### EXERCISE OBJECTIVE
Report each line in the material below that contains the word "hoop", matching case exactly.

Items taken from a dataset
* Begin *

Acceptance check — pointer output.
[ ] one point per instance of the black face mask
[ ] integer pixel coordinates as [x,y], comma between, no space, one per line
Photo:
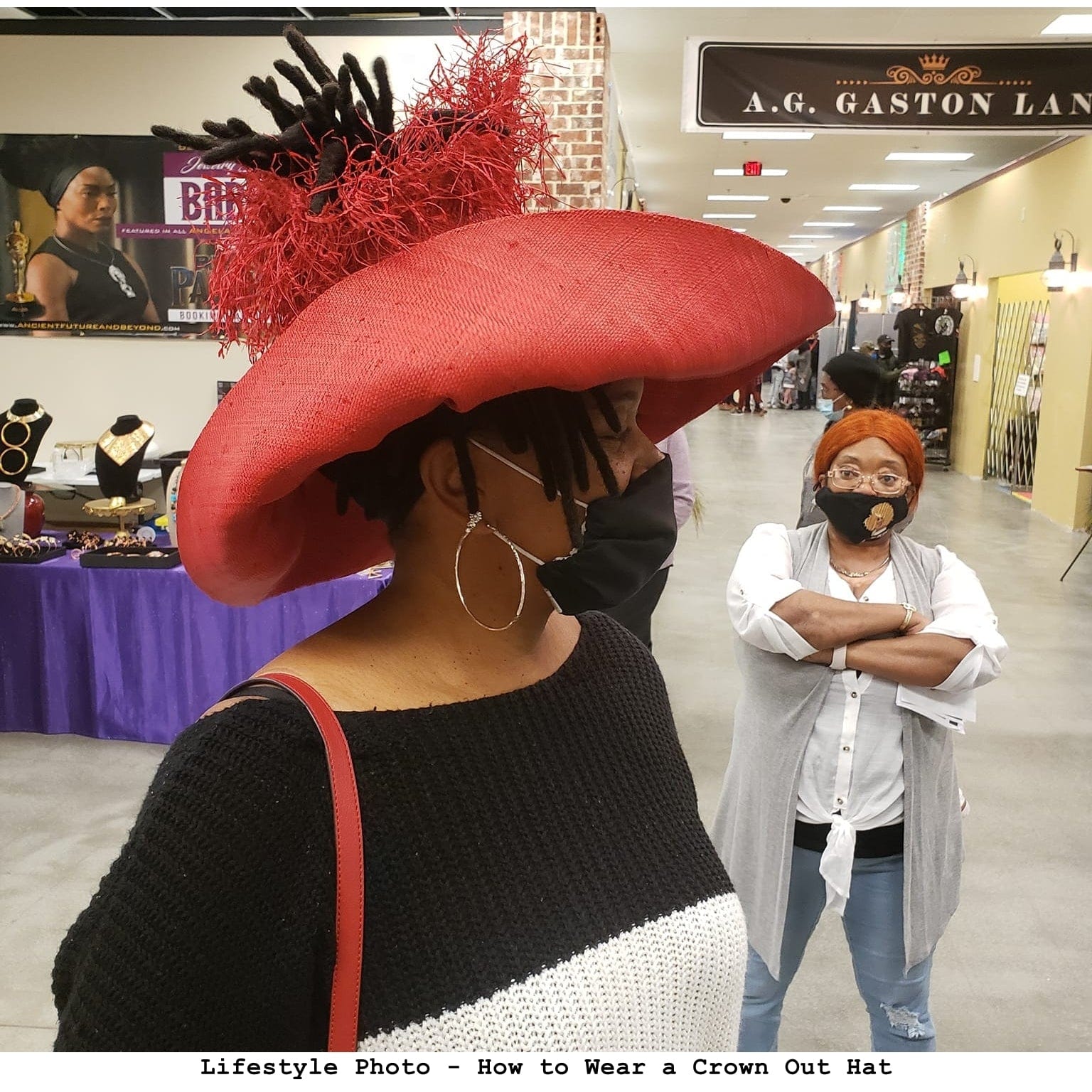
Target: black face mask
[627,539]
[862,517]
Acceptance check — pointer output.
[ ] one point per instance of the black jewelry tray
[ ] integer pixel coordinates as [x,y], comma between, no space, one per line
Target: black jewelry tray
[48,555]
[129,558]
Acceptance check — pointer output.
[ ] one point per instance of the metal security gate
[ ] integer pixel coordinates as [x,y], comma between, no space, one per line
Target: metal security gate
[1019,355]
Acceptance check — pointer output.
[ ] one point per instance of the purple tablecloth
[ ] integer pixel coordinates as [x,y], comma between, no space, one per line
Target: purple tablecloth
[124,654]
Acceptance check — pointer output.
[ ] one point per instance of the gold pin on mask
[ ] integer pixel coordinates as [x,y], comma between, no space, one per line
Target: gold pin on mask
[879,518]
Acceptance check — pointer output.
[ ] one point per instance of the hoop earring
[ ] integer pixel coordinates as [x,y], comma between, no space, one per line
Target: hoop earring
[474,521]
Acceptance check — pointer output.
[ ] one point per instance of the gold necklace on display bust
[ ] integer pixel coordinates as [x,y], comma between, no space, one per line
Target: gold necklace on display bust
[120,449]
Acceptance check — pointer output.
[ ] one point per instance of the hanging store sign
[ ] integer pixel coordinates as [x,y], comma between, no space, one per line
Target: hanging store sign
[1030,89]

* End *

### RESULT
[ ] one point per instance of the hoop earring
Target: hoop earring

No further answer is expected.